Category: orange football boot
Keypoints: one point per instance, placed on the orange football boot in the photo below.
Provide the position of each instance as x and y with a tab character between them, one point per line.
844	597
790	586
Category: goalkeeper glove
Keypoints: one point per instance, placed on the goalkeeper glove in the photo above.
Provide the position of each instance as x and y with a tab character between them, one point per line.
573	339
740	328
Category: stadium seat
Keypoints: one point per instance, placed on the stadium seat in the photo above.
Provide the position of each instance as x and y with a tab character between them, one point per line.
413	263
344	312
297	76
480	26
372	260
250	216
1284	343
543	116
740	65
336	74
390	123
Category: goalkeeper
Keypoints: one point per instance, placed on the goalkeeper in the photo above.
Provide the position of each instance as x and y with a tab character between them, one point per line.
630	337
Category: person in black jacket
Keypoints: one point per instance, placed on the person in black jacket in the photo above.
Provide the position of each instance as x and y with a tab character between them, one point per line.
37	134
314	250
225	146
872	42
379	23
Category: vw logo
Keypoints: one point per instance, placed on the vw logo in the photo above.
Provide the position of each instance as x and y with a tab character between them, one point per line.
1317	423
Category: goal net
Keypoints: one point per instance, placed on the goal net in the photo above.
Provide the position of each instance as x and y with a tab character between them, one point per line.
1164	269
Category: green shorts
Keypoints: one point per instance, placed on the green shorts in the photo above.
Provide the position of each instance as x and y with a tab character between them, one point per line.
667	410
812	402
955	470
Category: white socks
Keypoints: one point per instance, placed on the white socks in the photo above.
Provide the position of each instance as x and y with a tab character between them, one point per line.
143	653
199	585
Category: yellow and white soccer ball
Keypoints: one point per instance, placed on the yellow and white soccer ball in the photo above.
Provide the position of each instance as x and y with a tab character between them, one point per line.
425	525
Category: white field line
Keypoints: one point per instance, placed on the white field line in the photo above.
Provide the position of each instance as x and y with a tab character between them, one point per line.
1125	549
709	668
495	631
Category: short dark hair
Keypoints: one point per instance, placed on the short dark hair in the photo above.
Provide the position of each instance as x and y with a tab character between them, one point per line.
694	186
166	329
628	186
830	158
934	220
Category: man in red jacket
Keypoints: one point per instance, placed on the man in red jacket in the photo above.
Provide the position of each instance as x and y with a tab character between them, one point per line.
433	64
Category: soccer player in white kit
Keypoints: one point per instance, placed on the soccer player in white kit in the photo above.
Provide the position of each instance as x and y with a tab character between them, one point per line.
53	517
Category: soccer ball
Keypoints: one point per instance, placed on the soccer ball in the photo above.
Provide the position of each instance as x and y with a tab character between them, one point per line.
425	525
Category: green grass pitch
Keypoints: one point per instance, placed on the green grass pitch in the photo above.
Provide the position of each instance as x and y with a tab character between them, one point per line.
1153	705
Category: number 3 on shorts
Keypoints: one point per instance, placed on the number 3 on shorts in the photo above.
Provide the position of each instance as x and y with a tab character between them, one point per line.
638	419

> _Task to carry out_: Retype every line of the data above exactly.

> _The answer_:
Category: orange football boot
Keypoints: one point per instance, placed on the orange football boot in the photo below.
Provide the position of each instance as x and y with a tab character between them, one point per line.
844	597
790	586
Category: goalkeeper glove
Keypoints: one point per instance, placed on the goalkeeper glove in the photo above.
Provide the position of each instance as x and y with a tab character between them, one point per line.
573	339
740	328
Category: stadium seat
Keypoints: one point per instance, placed on the stadium seat in the photo above.
Provide the position of each instance as x and y with a tab character between them, one point per line.
413	263
344	312
297	76
480	26
372	260
250	216
1284	343
543	116
740	65
336	74
390	123
Category: goalkeeper
Keypoints: one point per instance, placed on the goalkeeper in the photo above.
Provide the position of each instance as x and y with a tab character between them, one point per line.
630	337
Category: person in black jacket
Keypoints: one point per instance, placed on the person in black jacket in the photo above.
Provide the position of each instance as x and y with a tab character between them, one point per line.
37	134
314	250
225	146
872	42
379	23
Category: vw logo
Keypoints: one point per instance, placed on the vw logo in the photo above.
Provide the position of each instance as x and y with a tab character between them, one point per line.
1317	423
Category: goal net
Keypoints: one point per instance, placed on the goal net in the photo above.
Provide the position of each instance as x and y with a tab character between them, one point per line.
1164	269
Category: green shorts
Keypoints: one point per instance, placed on the green shorts in the photo above.
Provide the position of each instance as x and y with a tab character between them, one point per line.
667	410
812	402
955	470
Category: white socks
Keypoints: one point per instance, placed on the white socks in the photo above.
Provide the position of each instance as x and y with a tab character between them, one point per line.
143	653
199	585
Category: yellow and white soccer ball
Keypoints: one point per instance, placed on the yellow and white soccer ball in the photo above.
Provide the position of each instance as x and y with a tab character between them, one point per line.
425	525
Category: white field line
Keypoints: one point per instance, placed on the white field line in the photo above.
Provide the position of each instance as x and y with a tab character between them, one point per line.
1125	549
709	668
495	631
Category: short dark hair
Keypoints: one point per instance, placed on the short dark hair in the photo above.
Provide the position of each instance as x and y with a tab character between them, one point per line.
694	186
166	329
628	186
830	158
934	220
Category: man in red jacket
Keypoints: one point per instance, placed on the man in red jacket in the photo above.
Provide the position of each instance as x and y with a tab character between them, one point per line.
433	64
Category: soccer player in white kit
Keypoints: one point per instance, placed on the soccer player in white kit in the photo above.
Provide the position of each instance as x and y with a tab character between them, one point per line.
53	517
Category: soccer ball
Keypoints: one point per instance, placed on the soccer ball in the photo above.
Provide the position of each instance as x and y with a tab character between them, one point per line.
425	525
Category: green grass pitch
Keypoints: one point per instance, placed on the green grass pitch in the photo above.
Provide the position of each instance as x and y with a tab character between them, one point per line.
1153	705
Category: number 3 on shorts
Keypoints: one point per instance, placed on the number 3 on shorts in the photo above.
Provide the position of each instance as x and y with a tab character between them, one point per line.
638	419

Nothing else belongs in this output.